== Required work ==
a. In the post recommending five favorite books, shorten the paragraph that begins "In the book, Corrie Ten Boom" while keeping its main facts.
b. Extend the post recommending five favorite books, picking up after its last sentence.

== Extract provided ==
►

Bookworm’s Top 5 Picks!
As you might guess from this article’s title, I am a bookworm and have been for as long as I can remember. For more reasons than I can name, books have been one of the most important things in my life. They have brought me to faith, shaped the way in which I view the world and remain one of my greatest sources of joy, strength and inspiration.
I often get asked about my favourites and for the purposes of this blog, I’ll describe five (5) that have greatly contributed to my spiritual growth. While there are countless others, these are the ones I can recommend to everyone regardless of their specific literary tastes.
The Hiding Place: Corrie Ten Boom
I adore history and highly recommend it as a hobby, because it answers (for me) the question of whether evil really exists. Few instances in history reveal human depravity to me the way the Holocaust does.
In the book, Corrie Ten Boom and her sister Betsie are sent to a concentration camp as punishment for hiding Jews during World War II. There, they experience terrible cruelty at the hand of the Nazis while also striving to shine the light of the gospel to their fellow prisoners. Corrie goes from detesting to pitying the evil she sees in her captors and the simple lessons of love, forgiveness and God’s unconditional love learnt in her childhood shine all the greater in this pit of darkness and despair.
What moved me about “The Hiding Place” was that it showed that evil is fought, not only through international policy or among world leaders, but by the simply courage and love found in simple people. As middle-aged, childless spinsters (a situation most women today would abhor!) Corrie and Betsie were able to impact their community, even a concentration camp community, with love and grace. I wondered, after reading “The Hiding Place”, how many Jews might have been saved had more Christians been willing to put their safety on the line to assist them.

◄

== Stored records ==

►

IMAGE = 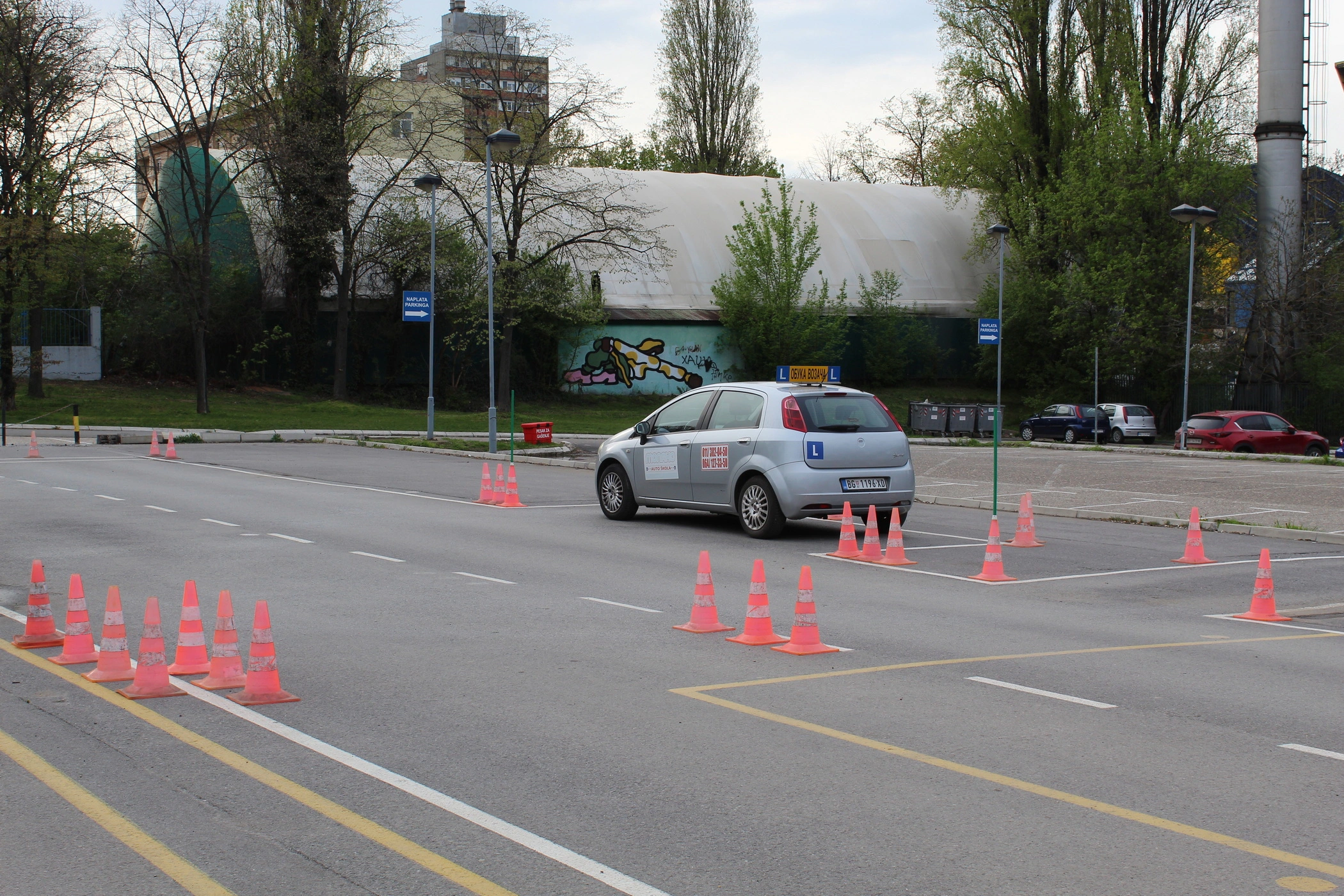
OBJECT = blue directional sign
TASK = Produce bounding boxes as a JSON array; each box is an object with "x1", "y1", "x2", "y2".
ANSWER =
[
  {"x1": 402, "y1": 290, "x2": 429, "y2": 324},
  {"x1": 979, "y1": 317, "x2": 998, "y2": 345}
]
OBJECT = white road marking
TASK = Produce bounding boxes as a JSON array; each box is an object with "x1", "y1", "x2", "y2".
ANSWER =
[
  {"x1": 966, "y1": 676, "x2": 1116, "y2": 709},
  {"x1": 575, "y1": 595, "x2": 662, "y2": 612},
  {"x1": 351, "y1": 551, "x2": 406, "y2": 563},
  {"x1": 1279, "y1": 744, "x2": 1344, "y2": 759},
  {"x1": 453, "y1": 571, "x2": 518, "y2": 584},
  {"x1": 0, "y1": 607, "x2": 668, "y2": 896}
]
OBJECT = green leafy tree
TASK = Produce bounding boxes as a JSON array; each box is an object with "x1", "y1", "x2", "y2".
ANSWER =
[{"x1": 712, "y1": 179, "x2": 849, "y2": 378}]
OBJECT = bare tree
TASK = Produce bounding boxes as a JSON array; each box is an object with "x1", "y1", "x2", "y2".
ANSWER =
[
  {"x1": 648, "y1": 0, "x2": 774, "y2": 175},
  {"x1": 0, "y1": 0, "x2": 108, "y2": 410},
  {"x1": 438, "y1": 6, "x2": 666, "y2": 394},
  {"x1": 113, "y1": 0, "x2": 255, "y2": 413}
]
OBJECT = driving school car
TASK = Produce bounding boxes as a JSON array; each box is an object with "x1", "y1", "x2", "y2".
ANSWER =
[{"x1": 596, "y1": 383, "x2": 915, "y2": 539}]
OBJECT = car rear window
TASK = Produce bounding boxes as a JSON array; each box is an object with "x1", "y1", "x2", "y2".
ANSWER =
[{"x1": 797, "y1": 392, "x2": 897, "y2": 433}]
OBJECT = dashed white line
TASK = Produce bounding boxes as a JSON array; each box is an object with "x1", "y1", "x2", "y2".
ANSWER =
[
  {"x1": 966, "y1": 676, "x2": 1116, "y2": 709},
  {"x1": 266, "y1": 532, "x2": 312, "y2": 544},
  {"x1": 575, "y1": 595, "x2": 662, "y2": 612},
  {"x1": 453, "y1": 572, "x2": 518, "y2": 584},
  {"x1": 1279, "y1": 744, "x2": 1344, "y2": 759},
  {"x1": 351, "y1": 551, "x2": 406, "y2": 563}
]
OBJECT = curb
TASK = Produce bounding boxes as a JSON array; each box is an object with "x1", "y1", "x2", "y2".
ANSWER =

◄

== Answers to the tasks ==
a. Corrie Ten Boom and her sister Betsie are sent to a concentration camp for hiding Jews during World War II. There they suffer cruelty from the Nazis while sharing the gospel with fellow prisoners. Corrie comes to pity rather than detest her captors' evil, and the childhood lessons of love, forgiveness and God's unconditional love shine brighter amid the darkness.

b.
Book Quote: “When He tells us to love our enemies He gives, along with the command, the love itself.”
The Pilgrim’s Progress: John Bunyan
This is THE Christian classic! It’s amazing how well Bunyan understood the Christian life, and how real spiritual things were to him. He was a mere tinker (mender of pots and pans) and yet was able to produce the greatest allegory in the English language. I first thought it a child’s story, but Bunyan was able to relate such clarity through figures like “Mr. Legality”, “Mr. Worldly Wisdom” and “Faithful” that I saw them in their true form in my own life and even in my own heart. I too, have been captured by the “Giant” named “Despair”, only to remember that I hold the key called “Promise” that opens the doors of “Doubting Prison”. Who hasn’t fallen into the “Slough of Despond” (a slough is a swamp) or crawled through the “Valley of Humiliation”? Blessed however, is the Christian who finds their “House Beautiful” in which rest and edification is given. Perhaps the greatest gift of this book is the reminder to constantly keep the “Celestial City” (heaven) in our minds throughout our earthly life, as our present sufferings cannot compare to the glory promised there.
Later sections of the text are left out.